● **DIRECTIONS**:
Set down each line from the line holding "Task: point: the white" to the last line of the entries below, exactly, with both ends included and without pictures.

[Records drawn from a dataset]
Segment Open
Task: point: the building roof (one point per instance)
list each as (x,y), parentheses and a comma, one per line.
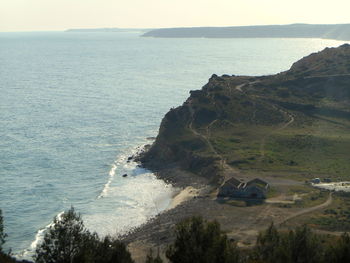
(233,182)
(257,182)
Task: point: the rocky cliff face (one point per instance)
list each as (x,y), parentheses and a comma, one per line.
(186,133)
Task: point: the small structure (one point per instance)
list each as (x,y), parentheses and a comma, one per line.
(253,189)
(316,180)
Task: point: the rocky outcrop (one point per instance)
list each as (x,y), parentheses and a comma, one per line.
(185,136)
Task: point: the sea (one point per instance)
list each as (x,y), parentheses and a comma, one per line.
(75,106)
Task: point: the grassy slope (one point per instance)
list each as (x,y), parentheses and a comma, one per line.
(241,124)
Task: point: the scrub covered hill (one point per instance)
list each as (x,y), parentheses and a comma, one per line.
(295,123)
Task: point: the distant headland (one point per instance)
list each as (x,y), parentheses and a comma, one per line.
(324,31)
(108,29)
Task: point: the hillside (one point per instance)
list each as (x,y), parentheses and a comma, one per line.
(336,31)
(296,123)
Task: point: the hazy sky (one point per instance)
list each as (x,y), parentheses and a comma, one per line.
(29,15)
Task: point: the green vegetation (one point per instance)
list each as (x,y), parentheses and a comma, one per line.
(196,240)
(296,123)
(69,241)
(202,242)
(2,234)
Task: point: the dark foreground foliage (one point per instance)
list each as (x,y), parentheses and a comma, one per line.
(202,242)
(196,241)
(68,241)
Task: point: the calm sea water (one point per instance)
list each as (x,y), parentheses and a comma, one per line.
(74,106)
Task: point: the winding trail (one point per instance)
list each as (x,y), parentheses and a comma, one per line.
(309,209)
(264,139)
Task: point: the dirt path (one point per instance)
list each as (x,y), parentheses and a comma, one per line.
(263,140)
(228,170)
(309,210)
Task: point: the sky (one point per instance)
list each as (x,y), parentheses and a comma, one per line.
(53,15)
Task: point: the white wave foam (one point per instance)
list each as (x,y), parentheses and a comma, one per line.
(110,179)
(121,162)
(39,237)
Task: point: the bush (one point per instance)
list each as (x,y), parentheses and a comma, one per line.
(68,241)
(2,234)
(340,251)
(202,242)
(300,246)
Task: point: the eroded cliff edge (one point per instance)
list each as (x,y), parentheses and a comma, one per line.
(233,122)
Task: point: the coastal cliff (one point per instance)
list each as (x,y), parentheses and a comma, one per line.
(267,123)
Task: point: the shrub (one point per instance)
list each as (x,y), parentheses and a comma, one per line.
(202,242)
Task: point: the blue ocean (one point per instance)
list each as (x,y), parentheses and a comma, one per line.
(75,106)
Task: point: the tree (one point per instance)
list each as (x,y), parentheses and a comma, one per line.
(298,246)
(340,251)
(151,259)
(68,241)
(2,234)
(63,240)
(202,242)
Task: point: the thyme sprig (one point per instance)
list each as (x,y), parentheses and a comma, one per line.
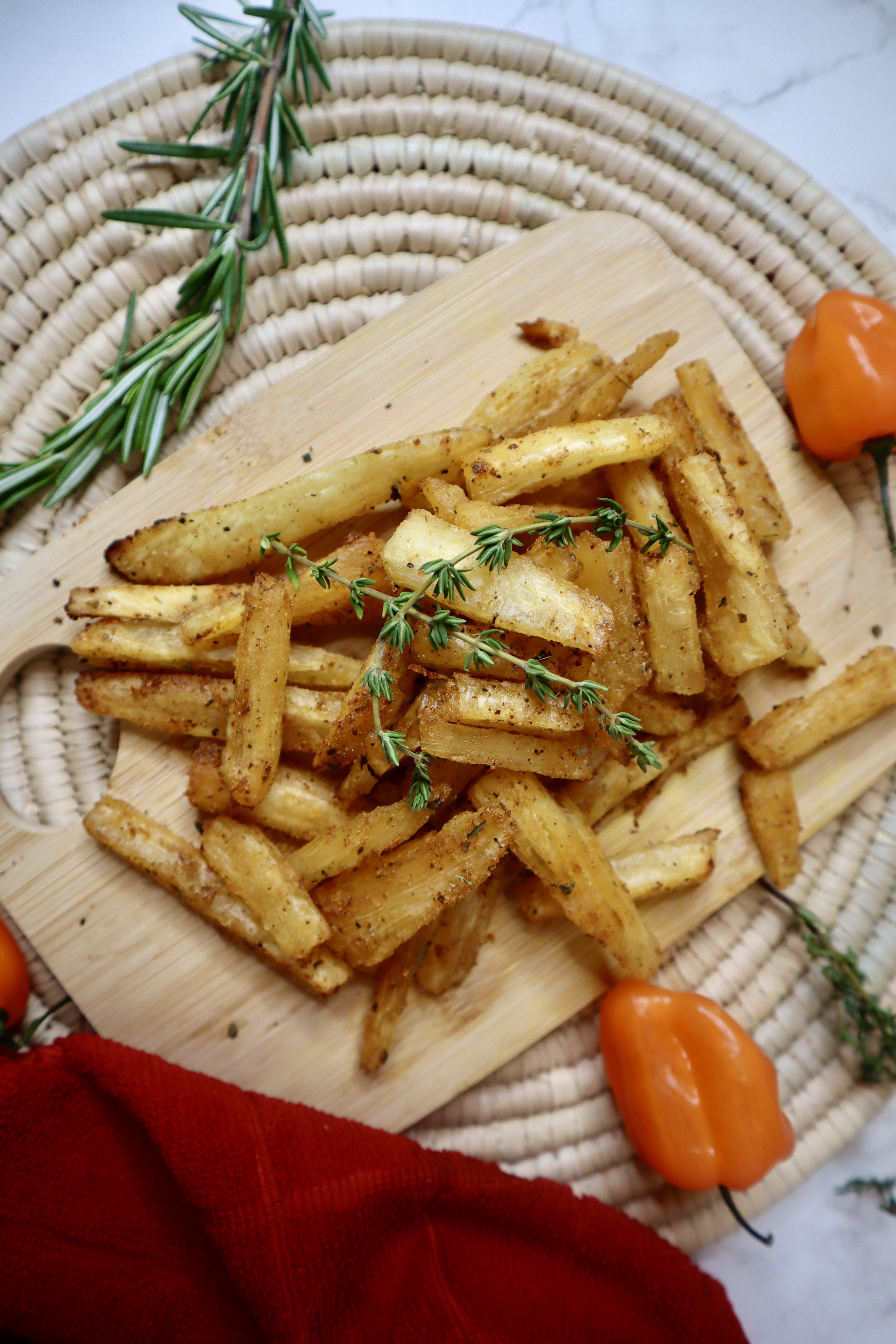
(864,1023)
(131,416)
(492,549)
(883,1187)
Segment Closed
● **THE COMPLETED TASK**:
Task: point: the white wave foam (one point per instance)
list each as (x,y), parentheses and a comma, one per line.
(110,179)
(121,162)
(39,237)
Task: point: the bush (one point per instance)
list each as (x,y), parentheses and a comma, one per line.
(68,241)
(2,234)
(340,251)
(202,242)
(300,246)
Task: point: the eroded cliff edge (one point per instance)
list each as (x,y), parentheses and a comma, one per line.
(233,122)
Task: point: the coastal cliff (one point per instance)
list each as (x,y), parentheses and a comma, one per line.
(267,123)
Task: point: the shrub (one point per instance)
list each as (x,y), parentheses and a comma, one per line.
(202,242)
Task: point: the blue ocean (one point per instance)
list each as (x,y), parentheses and a comma, one per line.
(75,106)
Task: point: the tree (one point per instance)
list each as (x,y), parentheses and a comma, one per line.
(298,246)
(340,251)
(151,259)
(68,241)
(2,234)
(63,240)
(202,242)
Task: point: the thyme sprig (one point per instance)
list each as (x,y), parentheses and a comma, one per line.
(864,1023)
(131,416)
(492,549)
(883,1187)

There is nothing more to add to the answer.